### Objective
Locate each line in the listing below that contains the word "green", matching case exactly, and copy those lines.

### Records provided

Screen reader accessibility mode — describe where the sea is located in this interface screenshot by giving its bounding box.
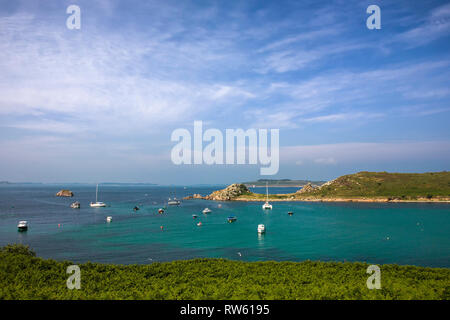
[0,184,450,268]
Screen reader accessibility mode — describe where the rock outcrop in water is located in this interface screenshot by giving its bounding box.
[204,183,250,201]
[56,189,73,197]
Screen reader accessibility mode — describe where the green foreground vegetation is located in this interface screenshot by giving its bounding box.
[0,245,450,300]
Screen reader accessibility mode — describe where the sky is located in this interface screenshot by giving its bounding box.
[0,0,450,184]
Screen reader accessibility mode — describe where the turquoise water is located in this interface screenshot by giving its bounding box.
[0,185,450,267]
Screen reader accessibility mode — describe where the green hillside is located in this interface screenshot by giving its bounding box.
[0,245,450,300]
[301,171,450,199]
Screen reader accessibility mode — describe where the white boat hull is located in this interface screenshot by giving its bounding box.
[90,202,106,208]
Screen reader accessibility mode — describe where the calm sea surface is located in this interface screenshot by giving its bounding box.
[0,185,450,267]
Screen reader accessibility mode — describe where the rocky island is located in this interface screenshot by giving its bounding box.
[191,171,450,202]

### Complete answer
Screen reader accessibility mode — describe where the green foreground vegetation is located in this interface screenshot by giving its bounding box.
Screen reader accessibility mode — describe where the green hillside is located in this interface screenshot by giving its bounding box.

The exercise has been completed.